Objective 1 | Say whether each statement agrees with the story of the family camping trip. Answer yes or no for each, and quote the words from the story that settle it. (a) The father bought a Ford Anglia van to fetch supplies for the shop. (b) The family reached the south coast on the day they set off. (c) The tent was pitched in a farmer's field.
Objective 2 | Write the next part of the story of the family camping trip, picking up after its final sentence.

Page excerpt |
◇ ◇ ◇ ◇ ◇ ◇ ◇

It was at this time that the father bought another vehicle to fetch supplies for the shop. A Ford Anglia van. He deemed the child safe enough not to put sand in the petrol tank. The child had learned to only take the cap off and sniff the fumes. Wow, did he get high, it's a wonder he never exploded when he lit a fag after.

The father decided they would take up camping for a holiday, so off they set for the south coast. Two days later they arrived. This being because the father went to see a man about a dog half way there, they stayed bed and breakfast in the pub. In the night the child had to go to the loo. Horrors awaited him, on the back of the door was a photo of what your hands looked like after using three sheets of paper. This had a profound effect on the child. From then on it was five sheets of the Daily Mirror he used and to hell with blocking up the toilet. Washing his hands twice he would then try to get out of the door without touching it, what a horror that night.
Upon arriving at the south coast, they set up camp in a farmer's field. What a fine tent they had, two sleeping compartments, one to keep out the insects the other to be bitten alive, you can guess which one the child had. "Here son" said the father, giving the child a spade "go dig a hole". So the child dug a hole. "Son" said the father "not outside the tent, but other side of hedge". The son fearing the worst went the other side of the hedge and dug another hole. "Son" said the father, "that's better" and handed the child a toilet roll to hang on the hedge. The child was elated, he thought he had dug a hole for himself. (The child was used to digging holes for himself to climb out of.)

◇ ◇ ◇ ◇ ◇ ◇ ◇

Data provided |

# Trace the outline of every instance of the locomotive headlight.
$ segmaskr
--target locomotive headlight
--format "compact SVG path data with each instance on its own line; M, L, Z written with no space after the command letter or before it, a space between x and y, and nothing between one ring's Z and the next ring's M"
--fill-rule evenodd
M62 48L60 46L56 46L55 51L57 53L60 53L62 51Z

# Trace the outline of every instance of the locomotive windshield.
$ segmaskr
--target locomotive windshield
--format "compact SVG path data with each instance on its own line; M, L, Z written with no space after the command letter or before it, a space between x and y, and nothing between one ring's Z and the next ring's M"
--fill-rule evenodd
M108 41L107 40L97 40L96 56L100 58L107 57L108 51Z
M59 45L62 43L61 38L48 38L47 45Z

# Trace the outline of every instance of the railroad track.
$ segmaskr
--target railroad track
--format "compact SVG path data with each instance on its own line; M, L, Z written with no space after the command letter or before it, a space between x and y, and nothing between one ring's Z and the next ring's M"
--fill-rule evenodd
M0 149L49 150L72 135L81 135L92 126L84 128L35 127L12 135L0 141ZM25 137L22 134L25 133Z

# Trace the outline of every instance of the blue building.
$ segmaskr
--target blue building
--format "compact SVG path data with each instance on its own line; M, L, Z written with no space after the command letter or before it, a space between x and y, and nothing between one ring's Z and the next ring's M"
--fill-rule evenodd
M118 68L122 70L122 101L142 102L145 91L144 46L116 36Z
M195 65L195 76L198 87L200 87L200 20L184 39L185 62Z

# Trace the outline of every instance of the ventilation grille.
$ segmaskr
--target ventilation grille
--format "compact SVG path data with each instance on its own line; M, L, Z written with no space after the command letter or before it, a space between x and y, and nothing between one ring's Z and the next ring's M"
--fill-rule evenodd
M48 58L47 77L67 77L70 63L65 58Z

◇ ◇ ◇ ◇ ◇ ◇ ◇

Exercise answer 1 |
(a) Yes: "the father bought another vehicle to fetch supplies for the shop. A Ford Anglia van."
(b) No: "Two days later they arrived."
(c) Yes: "they set up camp in a farmer's field."

Exercise answer 2 |
The following morning after breakfast, the mother was preparing dinner (shows how long breakfast took). Father said "right, we are off to fetch water" so everybody climbed into the van except the mother who was doing the potatoes. The father, upon driving off from the back of the tent, had forgotten he had not untied the front awning of the tent from the roof rack. The piercing shriek my father heard stopped him in his tracks. "CYRIIIIIIIL" the cry rang from my mother's lips (considering mother was only 4ft nothing her lips resembled a ships foghorn that day), as the front of the tent was torn off. "My god what was that" said my father, everybody still had a ringing noise in their ears. The rest of the campers in the field had all dived for cover. Upon seeing half of the tent laying behind the van, the father calmly untied it from the van and drove off to see a man about a dog.
Upon returning, with no dog, the tent had been stitched back together and dinner was cooking. Mother said nothing, father said nothing and the child went to his hole the other side of the hedge. He said nothing.
The events of the last two days had been that traumatic to the child, he lost his memory of the next twelve days, thus he has no recollection of the rest of this holiday.